- Tarefa proposta a -
Segundo o texto sobre a indicação de Clarence Thomas, em que data George H. W. Bush o indicou para a Suprema Corte?

- Documento de origem -
>>>

No dia 1.º de julho de 1990, George H. W. Bush indicou Clarence Thomas para substituir Thurgood Marshall, que havia anunciado sua aposentadoria. Marshall fora o primeiro juiz negro da Suprema Corte, mas havia uma diferença fundamental entre ele e seu sucessor: Marshall tinha um viés liberal, havendo votado a favor de temas como o direito ao aborto e a proibição da pena de morte. Sua intepretação da Constituição estava longe da interpretação originalista, aquela em que se busca entender a intenção dos autores da Carta Magna e aplicá-la de modo a preservar essa intenção. Marshall acreditava que a Constituição precisava ser constantemente revista e costumava se referir a ela como um “documento vivo”.

Para os democratas, negros que ousem defender o conservadorismo não passam de pessoas manipuladas com mentes fracas e cativas. É assim até hoje

Por que é importante conhecer um pouco mais sobre Thurgood Marshall? Por um simples motivo: para a esquerda americana, Marshall foi um negro bom, um negro que sempre se ateve aos princípios do Partido Democrata e votou de acordo com o esperado pelo partido. Para os democratas, negros que ousem defender o conservadorismo não passam de pessoas manipuladas com mentes fracas e cativas. É assim até hoje. Homens brilhantes e geniais como Thomas Sowell, Ben Carson e Walter E. Williams são desprezados pela esquerda porque ousaram ser conservadores de pele negra.

Não era de se espantar, portanto, que toda a artilharia democrata fosse posta a serviço da difamação de Clarence Thomas logo após sua indicação. O presidente Bush tinha ido longe demais, tentando substituir um negro “do bem” por um “do mal”. Algo precisava ser feito. Acusações de assédio sexual foram fabricadas. Foi através de Anita Hill, advogada que havia trabalhado sob a chefia de Thomas no Departamento de Educação do governo americano, que o escândalo foi armado. Anita se enrolou para explicar por que tinha seguido Thomas em um segundo emprego sob sua chefia mesmo tendo sofrido o alegado assédio sexual no emprego anterior. A veemência da defesa de Thomas e a fraqueza das acusações de Anita não deixaram dúvidas de que o juiz estava sendo vítima de uma armação para evitar a sua confirmação. E, ainda que isso estivesse bem claro, o escrutínio a que Thomas e sua família foram expostos deixou uma sequela profunda no então jovem juiz.

<<<

- Registros de um conjunto de dados de anotação de pontos -

>>>

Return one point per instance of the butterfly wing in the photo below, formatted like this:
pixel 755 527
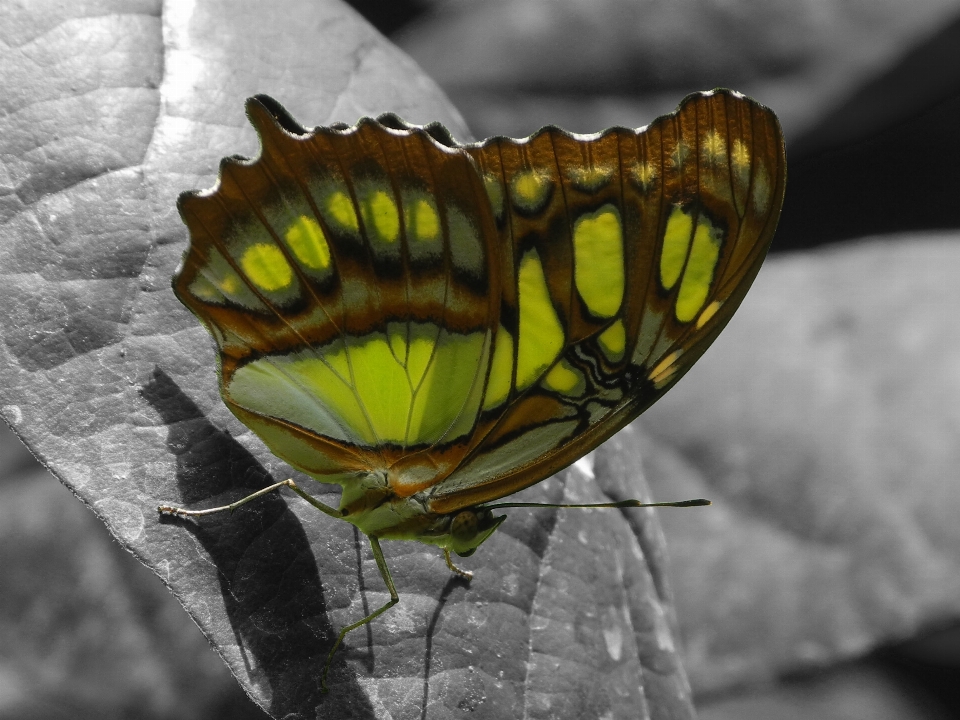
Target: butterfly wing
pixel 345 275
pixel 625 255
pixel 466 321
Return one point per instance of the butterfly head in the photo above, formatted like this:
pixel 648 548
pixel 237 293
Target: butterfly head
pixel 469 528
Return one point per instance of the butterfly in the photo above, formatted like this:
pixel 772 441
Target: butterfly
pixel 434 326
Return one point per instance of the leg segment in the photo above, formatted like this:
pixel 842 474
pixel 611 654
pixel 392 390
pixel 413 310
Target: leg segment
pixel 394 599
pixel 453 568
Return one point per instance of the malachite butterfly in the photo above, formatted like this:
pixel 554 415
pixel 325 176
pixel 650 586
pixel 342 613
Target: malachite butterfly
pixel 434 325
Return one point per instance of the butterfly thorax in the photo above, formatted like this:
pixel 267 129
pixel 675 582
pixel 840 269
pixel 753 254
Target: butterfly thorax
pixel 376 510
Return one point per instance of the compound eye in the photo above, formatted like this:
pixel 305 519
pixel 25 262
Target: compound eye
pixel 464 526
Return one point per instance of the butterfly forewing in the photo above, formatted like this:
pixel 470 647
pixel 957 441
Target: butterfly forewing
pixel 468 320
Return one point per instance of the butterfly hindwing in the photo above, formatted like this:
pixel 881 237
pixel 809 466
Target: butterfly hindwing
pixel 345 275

<<<
>>>

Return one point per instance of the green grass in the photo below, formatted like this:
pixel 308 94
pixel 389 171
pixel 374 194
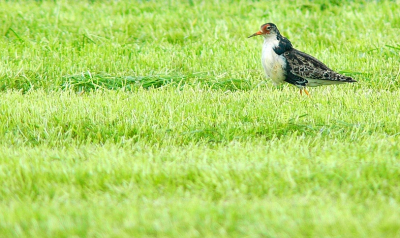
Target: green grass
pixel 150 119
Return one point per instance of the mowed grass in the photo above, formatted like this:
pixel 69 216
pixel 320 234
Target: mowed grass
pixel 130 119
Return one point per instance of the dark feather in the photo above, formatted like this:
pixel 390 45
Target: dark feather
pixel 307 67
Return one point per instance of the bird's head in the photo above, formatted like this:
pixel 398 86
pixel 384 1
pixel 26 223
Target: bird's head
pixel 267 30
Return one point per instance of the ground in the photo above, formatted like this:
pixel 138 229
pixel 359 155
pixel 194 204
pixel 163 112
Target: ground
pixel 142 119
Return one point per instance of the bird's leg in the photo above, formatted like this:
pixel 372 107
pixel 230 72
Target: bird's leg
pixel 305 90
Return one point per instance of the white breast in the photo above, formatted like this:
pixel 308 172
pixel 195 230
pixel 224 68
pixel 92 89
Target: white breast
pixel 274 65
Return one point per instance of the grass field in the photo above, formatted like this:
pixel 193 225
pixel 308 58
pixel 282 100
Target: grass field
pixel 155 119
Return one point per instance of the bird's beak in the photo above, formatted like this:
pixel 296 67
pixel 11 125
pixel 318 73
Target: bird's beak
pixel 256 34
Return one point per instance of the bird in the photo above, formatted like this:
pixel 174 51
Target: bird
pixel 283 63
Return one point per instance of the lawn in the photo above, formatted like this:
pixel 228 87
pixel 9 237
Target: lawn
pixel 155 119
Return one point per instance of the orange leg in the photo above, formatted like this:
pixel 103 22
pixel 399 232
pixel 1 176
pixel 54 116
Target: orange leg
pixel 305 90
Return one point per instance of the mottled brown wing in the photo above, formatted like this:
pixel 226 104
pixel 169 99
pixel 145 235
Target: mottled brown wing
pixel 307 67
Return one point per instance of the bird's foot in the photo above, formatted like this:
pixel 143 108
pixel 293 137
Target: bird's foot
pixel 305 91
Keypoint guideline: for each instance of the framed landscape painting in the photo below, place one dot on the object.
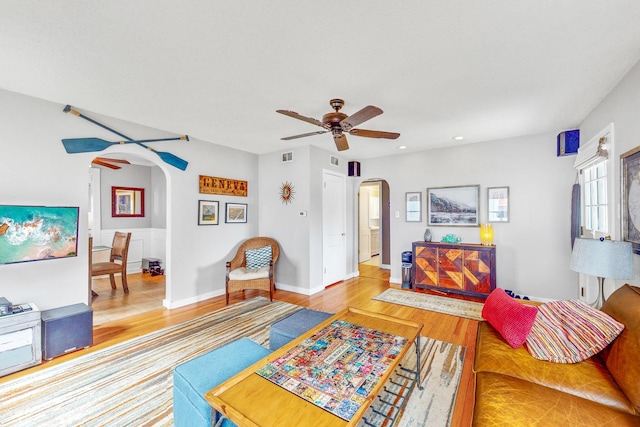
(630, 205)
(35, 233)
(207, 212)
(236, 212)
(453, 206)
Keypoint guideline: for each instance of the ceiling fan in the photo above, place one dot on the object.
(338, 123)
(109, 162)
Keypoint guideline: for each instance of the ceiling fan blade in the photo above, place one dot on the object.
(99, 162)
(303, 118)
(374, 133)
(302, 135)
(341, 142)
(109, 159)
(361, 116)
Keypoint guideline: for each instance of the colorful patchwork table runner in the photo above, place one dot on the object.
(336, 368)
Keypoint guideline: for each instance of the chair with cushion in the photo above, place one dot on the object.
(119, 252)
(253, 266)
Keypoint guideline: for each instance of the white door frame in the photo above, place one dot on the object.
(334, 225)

<<<

- Tarefa proposta b -
Reproduza as linhas da listagem, começando na linha que contém "Return one point per instance of the butterfly wing" e parando depois da linha que contém "pixel 469 528". Deixe as imagens de fora.

- Solução escrita a -
No dia 1.º de julho de 1990.

- Solução escrita b -
Return one point per instance of the butterfly wing in the photo below, formatted like this:
pixel 755 527
Target: butterfly wing
pixel 345 275
pixel 625 255
pixel 466 321
Return one point per instance of the butterfly head in the photo above, formatted like this:
pixel 648 548
pixel 237 293
Target: butterfly head
pixel 469 528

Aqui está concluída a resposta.